◆ **SOURCE**
Metadata-Version: 1.2
Name: bintrees
Version: 2.1.0
Summary: Package provides Binary-, RedBlack- and AVL-Trees in Python and Cython.
Home-page: https://github.com/mozman/bintrees.git
Author: mozman
Author-email: me@mozman.at
License: MIT License
Download-URL: https://github.com/mozman/bintrees/releases
Description: Binary Tree Package
        ===================
        
        Bintrees Development Stopped
        ----------------------------
        
        Use `sortedcontainers` instead: https://pypi.python.org/pypi/sortedcontainers
        
        see also PyCon 2016 presentation: https://www.youtube.com/watch?v=7z2Ki44Vs4E
        
        Advantages:
        
            - pure Python no Cython/C dependencies
            - faster
            - active development
            - more & better testing/profiling
        
        Abstract
        ========
        
        This package provides Binary- RedBlack- and AVL-Trees written in Python and Cython/C.
        
        This Classes are much slower than the built-in *dict* class, but all
        iterators/generators yielding data in sorted key order. Trees can be
        uses as drop in replacement for *dicts* in most cases.

◆ **ENTRIES SUPPLIED**
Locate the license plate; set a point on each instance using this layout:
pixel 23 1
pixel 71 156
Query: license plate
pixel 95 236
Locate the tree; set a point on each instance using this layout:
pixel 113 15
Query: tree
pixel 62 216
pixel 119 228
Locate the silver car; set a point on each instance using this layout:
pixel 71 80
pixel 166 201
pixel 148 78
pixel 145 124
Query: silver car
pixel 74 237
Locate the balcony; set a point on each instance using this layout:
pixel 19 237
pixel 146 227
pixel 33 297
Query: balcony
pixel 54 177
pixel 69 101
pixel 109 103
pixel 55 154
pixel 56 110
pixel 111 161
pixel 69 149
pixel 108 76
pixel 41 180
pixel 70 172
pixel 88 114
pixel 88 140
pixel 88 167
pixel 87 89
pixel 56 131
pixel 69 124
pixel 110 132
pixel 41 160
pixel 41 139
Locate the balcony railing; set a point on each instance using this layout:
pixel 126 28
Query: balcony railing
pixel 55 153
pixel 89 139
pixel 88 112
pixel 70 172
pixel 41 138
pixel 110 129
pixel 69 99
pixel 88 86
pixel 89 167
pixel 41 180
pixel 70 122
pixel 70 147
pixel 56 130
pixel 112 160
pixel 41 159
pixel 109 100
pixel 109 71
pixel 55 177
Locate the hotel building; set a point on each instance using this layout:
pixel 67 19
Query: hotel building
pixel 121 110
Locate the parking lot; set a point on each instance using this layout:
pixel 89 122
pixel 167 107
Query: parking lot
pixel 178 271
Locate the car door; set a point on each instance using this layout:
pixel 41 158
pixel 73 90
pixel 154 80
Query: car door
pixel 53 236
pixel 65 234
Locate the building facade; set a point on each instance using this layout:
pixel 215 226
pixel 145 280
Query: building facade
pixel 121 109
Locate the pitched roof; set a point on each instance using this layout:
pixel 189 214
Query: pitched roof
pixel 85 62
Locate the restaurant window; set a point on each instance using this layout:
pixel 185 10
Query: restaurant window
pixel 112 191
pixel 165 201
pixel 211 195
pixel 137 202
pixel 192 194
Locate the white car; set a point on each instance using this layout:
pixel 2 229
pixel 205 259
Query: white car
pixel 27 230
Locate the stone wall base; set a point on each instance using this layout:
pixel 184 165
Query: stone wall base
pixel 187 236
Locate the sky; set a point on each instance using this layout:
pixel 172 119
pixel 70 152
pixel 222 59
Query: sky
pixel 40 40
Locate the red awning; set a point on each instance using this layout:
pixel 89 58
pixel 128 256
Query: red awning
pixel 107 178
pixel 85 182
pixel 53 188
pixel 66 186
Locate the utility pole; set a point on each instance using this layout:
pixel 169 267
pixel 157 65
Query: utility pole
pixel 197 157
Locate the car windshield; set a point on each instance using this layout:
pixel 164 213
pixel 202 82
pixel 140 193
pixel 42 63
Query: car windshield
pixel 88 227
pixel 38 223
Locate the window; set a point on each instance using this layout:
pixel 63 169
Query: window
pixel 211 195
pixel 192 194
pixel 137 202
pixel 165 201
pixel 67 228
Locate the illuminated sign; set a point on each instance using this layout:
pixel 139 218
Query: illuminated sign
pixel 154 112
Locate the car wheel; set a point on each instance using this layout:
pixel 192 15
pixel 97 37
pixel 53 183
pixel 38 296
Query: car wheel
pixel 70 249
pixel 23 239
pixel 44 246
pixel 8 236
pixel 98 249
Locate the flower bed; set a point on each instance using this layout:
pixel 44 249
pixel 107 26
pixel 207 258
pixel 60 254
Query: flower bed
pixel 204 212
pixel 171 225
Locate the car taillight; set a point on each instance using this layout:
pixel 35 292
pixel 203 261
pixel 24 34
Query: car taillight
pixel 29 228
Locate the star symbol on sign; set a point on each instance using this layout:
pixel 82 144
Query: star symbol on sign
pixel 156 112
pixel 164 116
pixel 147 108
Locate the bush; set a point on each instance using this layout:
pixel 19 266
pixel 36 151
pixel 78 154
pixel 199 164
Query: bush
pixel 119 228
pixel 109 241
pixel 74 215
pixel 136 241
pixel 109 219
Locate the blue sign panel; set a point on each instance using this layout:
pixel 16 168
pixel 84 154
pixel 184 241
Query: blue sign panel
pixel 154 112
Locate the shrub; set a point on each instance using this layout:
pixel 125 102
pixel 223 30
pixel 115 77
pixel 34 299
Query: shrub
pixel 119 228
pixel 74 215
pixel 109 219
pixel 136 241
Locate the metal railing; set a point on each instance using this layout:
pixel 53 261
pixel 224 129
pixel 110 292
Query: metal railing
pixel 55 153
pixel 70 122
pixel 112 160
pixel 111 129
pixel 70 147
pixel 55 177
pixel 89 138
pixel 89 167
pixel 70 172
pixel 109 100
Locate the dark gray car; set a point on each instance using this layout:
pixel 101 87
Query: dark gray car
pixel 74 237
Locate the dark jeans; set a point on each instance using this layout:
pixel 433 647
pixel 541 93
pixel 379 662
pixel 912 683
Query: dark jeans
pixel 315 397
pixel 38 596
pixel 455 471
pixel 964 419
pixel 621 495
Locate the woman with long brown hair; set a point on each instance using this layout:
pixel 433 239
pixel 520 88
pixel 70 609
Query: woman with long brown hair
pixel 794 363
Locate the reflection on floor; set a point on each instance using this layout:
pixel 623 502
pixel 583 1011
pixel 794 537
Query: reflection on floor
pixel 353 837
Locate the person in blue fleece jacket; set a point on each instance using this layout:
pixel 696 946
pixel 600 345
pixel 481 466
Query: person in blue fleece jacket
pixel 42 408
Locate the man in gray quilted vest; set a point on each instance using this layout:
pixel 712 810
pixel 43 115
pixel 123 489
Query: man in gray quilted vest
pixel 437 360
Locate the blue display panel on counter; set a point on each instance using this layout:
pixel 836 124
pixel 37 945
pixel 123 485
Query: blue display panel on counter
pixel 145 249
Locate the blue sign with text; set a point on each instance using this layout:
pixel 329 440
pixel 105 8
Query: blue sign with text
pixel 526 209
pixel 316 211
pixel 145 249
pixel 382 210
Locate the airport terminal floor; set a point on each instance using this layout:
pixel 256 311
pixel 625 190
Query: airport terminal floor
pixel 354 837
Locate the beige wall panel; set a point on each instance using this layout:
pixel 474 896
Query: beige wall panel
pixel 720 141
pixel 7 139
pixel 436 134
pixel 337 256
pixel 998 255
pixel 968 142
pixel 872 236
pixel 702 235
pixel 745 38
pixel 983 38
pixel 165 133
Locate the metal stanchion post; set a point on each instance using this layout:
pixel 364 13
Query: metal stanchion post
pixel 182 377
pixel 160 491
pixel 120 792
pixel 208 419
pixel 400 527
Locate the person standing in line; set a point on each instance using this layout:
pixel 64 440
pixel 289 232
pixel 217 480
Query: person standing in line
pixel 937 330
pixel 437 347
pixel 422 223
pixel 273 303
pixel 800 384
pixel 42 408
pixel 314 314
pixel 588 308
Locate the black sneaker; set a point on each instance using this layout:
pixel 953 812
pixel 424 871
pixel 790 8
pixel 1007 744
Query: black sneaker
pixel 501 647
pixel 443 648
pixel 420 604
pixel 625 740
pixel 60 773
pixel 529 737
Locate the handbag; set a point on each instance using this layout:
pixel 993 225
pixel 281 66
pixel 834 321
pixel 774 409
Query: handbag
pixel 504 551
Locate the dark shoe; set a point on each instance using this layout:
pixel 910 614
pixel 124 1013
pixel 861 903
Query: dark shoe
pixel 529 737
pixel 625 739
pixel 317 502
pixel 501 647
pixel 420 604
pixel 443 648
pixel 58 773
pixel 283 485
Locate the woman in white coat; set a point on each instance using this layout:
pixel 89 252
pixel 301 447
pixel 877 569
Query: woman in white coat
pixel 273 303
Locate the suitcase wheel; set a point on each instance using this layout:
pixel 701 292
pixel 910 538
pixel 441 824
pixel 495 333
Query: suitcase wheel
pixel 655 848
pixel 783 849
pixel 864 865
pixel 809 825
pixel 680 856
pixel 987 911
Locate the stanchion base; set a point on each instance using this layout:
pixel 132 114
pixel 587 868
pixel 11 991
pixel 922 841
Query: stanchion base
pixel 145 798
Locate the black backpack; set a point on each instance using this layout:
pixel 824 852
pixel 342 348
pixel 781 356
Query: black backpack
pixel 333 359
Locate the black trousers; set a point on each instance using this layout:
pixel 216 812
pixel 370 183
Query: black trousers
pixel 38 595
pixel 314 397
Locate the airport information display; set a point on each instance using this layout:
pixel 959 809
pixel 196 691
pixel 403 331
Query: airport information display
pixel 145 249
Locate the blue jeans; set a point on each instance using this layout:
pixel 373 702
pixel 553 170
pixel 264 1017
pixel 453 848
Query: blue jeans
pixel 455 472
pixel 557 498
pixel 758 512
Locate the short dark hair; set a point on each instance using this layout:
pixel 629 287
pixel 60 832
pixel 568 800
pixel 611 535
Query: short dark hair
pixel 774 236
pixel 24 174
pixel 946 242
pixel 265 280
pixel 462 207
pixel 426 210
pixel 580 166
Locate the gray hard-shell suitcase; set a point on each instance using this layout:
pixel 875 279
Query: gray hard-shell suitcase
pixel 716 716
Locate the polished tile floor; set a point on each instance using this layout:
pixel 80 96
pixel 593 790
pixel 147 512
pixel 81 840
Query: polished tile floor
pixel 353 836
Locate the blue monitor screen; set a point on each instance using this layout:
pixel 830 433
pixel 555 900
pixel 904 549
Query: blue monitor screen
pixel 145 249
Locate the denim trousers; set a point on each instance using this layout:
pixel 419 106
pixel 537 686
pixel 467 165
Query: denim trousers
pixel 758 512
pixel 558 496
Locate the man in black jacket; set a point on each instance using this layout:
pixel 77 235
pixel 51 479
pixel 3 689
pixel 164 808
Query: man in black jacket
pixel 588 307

◆ **TO BE DONE**
1) Which package does the bintrees metadata recommend using instead of bintrees?
2) From the bintrees metadata, extract everything from "see also PyCon" down to "Python and Cython/C.".
The entries have no connection to the bintrees metadata.

◆ **SOLUTION SET**
1) sortedcontainers

2)
see also PyCon 2016 presentation: https://www.youtube.com/watch?v=7z2Ki44Vs4E
        
        Advantages:
        
            - pure Python no Cython/C dependencies
            - faster
            - active development
            - more & better testing/profiling
        
        Abstract
        ========
        
        This package provides Binary- RedBlack- and AVL-Trees written in Python and Cython/C.